[Passage to read]
Secondly, we aim to build and iterate inspection models that achieve the intended purposes with sufficient validity and reliability and minimal unintended consequences. Of course, we don’t have total freedom here: we have to work within our statutory framework and within the policy constraints that are set by government, including funding. So that’s 2 stakes.
The third stake is the aggregation of the evidence that we collect in doing our work, and the related research work that we carry out, makes us a generator of research evidence for others’ benefit, as well as a user.
And of course, we are just one part of a wider landscape. Much excellent work has been carried out in universities like this one [the University of Oxford] over many years; the Education Endowment Foundation (EEF) has become part of the national network of What Works centres; and many other institutes and bodies do significant work.
And that brings me to a fourth strand, which links back to the first. Many bodies act as intermediaries, translating complex maps of academic evidence into reports and summaries that can be more immediately useful to practitioners. And this is not of itself a core Ofsted activity, but we know that it is one of the ways that our products are used.
For instance, over the last 2 years, we have drawn up and published a series of curriculum reviews. These offer a researched conception of what we consider to be a high-quality education, by subject and by phase. They help translate our researched framework into subjects and phases. And they provide a platform for inspector training in judging curriculum quality.
(And of course, if we are to be consistent as an inspectorate, we must have a shared conception of what constitutes quality. If you ask people to judge quality in the absence of a clear corporate statement, they will inevitably bring their own views to bear: and of course, individual views will always vary to some extent.)
But we also know that schools draw extensively on these reviews to develop their curriculums. They have been downloaded many hundreds of thousand times. I believe this shows a tremendous appetite for engagement with educational research, as well as an understandable desire to gain some insight into Ofsted’s approach.
[/Passage to read]
[Supplied entries]
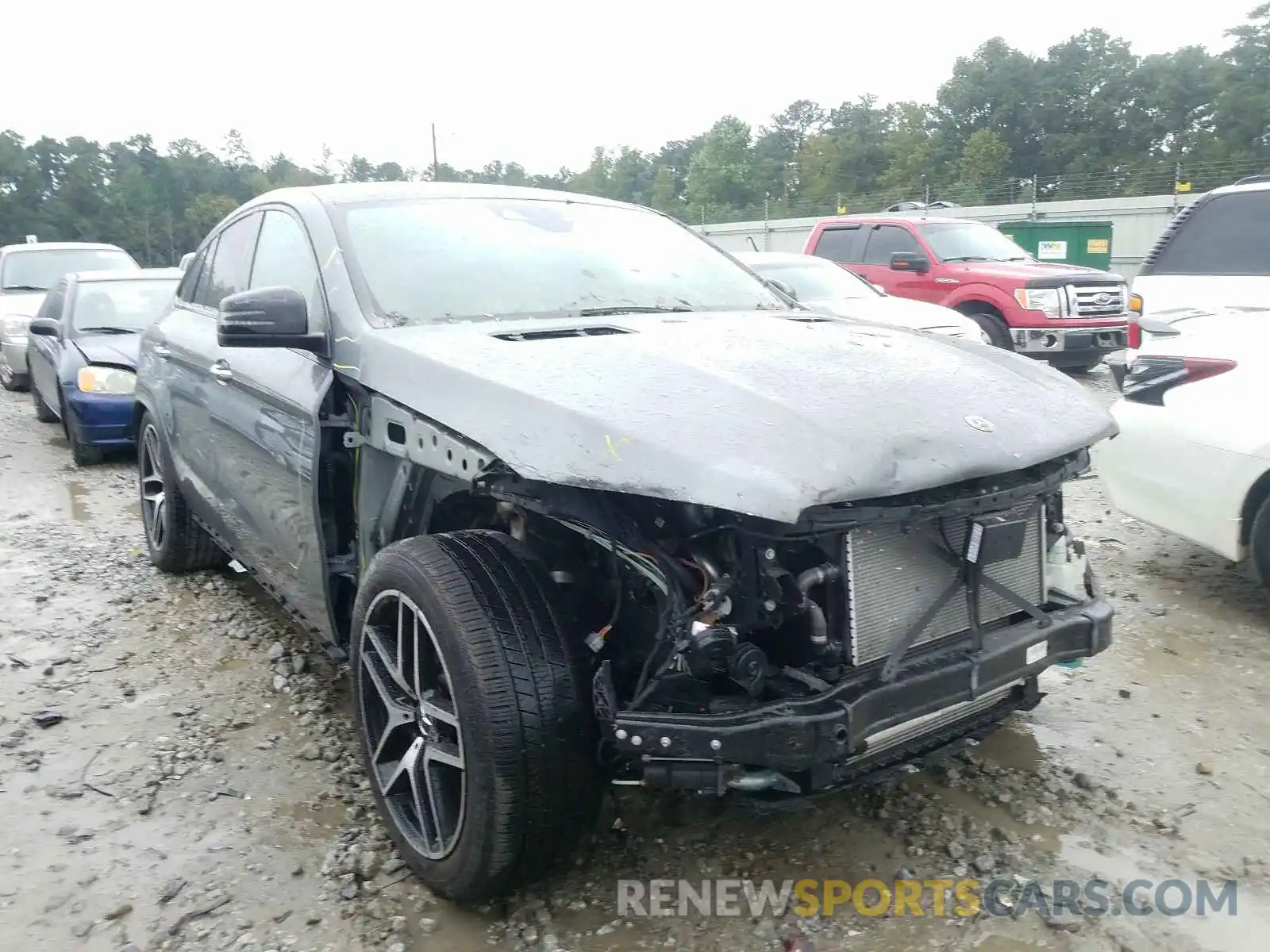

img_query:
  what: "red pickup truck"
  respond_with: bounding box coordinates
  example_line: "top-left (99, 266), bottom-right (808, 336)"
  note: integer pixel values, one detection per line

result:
top-left (802, 216), bottom-right (1129, 370)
[/Supplied entries]
**Problem description**
Rewrite the passage on Ofsted and research evidence, starting at "And that brings" and ending at "judging curriculum quality.", and substitute "go-betweens" for "intermediaries".

**Finished task**
And that brings me to a fourth strand, which links back to the first. Many bodies act as go-betweens, translating complex maps of academic evidence into reports and summaries that can be more immediately useful to practitioners. And this is not of itself a core Ofsted activity, but we know that it is one of the ways that our products are used.
For instance, over the last 2 years, we have drawn up and published a series of curriculum reviews. These offer a researched conception of what we consider to be a high-quality education, by subject and by phase. They help translate our researched framework into subjects and phases. And they provide a platform for inspector training in judging curriculum quality.